▸ PASSAGE SHOWN
────
(L-R) Rhys-Muldoon, Hugh Parker, William McInnes and Colin Smith in the QTC play (Photo credit: Jeff Busby).
In their third collaboration following Don’s Party and The Club, David Williamson and Bruce Beresford are developing Nearer the Gods, a biopic about Sir Isaac Newton, the eccentric 17th Century English scientist and mathematician.
Adapted from Williamson’s play which was staged by the Queensland Theatre Co. in 2018, the drama laced with humour will trace Newton’s struggles to persuade the sceptical Royal Society to publish his revolutionary discoveries including formulating the laws of motion and universal gravitation.
The comedy revolves the latter part of his life, much of which he dedicated to theology and predicting the end of the world and the second coming of Christ in the year 2060.
“It’s an amazing story; I’m surprised it hasn’t been filmed before,” says Beresford, who is working with producers Al Clark, his long-time collaborator Sue Milliken and UK-based Simon Bosanquet, who produced Evelyn, Beresford’s 2001 Dublin-set drama starring Pierce Brosnan and Julianna Margulies.
“Newton is widely regarded as the greatest scientist of all time, ahead of Einstein, but elements of the Royal Society were jealous of him and reluctant to publish his material.”
The director is in the process of casting four or five “big names,” which he figures he will need to secure the finance for the film budgeted at about $US15 million.
In the QTC production directed by Sam Strong, Rhys Muldoon played the protagonist with Matthew Backer as atheist astronomer Edmund Halley of Halley’s Comet fame, who helped get Newton’s work published, and Kimie Tsukakoshi as Halley’s wife Mary.
William McInnes played King Charles II alongside Hugh Parker as astronomer Christopher Wren and Colin Smith as Newton’s nemesis, physicist Robert Hooke.
Planned as a UK-Australian co-production, it will be largely shot in the UK next year with post in Australia. The producers were well advanced with casting and raising the money before the pandemic struck. “It’s looking promising,” Beresford says.
David Williamson and the QTC production.
In the QTC’s production notes Williamson says: “When I was at Monash University becoming, without huge enthusiasm, its first mechanical engineering graduate, the only thing that left a lasting impression was the brilliance of Isaac Newton, whose laws underpinned everything we were taught.
“In one huge leap he took us from almost total ignorance, to a complete understanding of the laws that govern the motion of the Universe. It left me with a feeling of awe at the mind that made such a breakthrough.
“But a play? I hadn’t thought of it until I started reading about how it all happened. I found, to my amazement, that but for Edmund Halley, of Halley’s Comet fame, the greatest leap forward in human knowledge we’ve ever been gifted would never have happened. And he couldn’t have done it without the assistance of his wife Mary’s keen mind.
“Newton might have been brilliant but he was also quite mad. And the mutual hatred between he and Robert Hooke, a scientist who couldn’t bear the thought someone was brighter than he was, almost derailed the whole thing.”
Meanwhile, Beresford is putting the finishing touches to a passion project, An Improbable Collection. The half-hour documentary spotlights renowned 20th Century English painters Sir William Orpen and Sir Frank Brangwyn.
Much of their work ended up at the Mildura Arts Centre in Victoria thanks to the bequest of Senator Robert Elliott and his wife Hilda.
The director and his DOP daughter Cordelia Beresford shot most of the film in Mildura, augmented with archival footage from the UK. Nicholas Hammond is doing the narration and Mark Warner is editing. He hasn’t offered it to a network yet.
────
▸ PARTS OF THE EXERCISE
1. From the article about the Nearer the Gods film, list each actor in the QTC stage production along with the character that actor played.
2. Repeat the article's wording verbatim, everything from "The comedy revolves" down to "the year 2060.".
The listing has no connection to the article.

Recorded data
────
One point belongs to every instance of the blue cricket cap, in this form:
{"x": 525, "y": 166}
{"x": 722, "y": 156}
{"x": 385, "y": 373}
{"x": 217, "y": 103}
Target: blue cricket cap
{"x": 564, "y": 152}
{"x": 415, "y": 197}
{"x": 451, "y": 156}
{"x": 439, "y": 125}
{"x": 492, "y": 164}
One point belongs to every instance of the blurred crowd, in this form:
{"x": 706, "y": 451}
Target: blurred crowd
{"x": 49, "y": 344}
────
▸ RESPONSE LIST
1.
- Rhys Muldoon: Isaac Newton
- Matthew Backer: Edmund Halley
- Kimie Tsukakoshi: Mary, Halley's wife
- William McInnes: King Charles II
- Hugh Parker: Christopher Wren
- Colin Smith: Robert Hooke

2.
The comedy revolves the latter part of his life, much of which he dedicated to theology and predicting the end of the world and the second coming of Christ in the year 2060.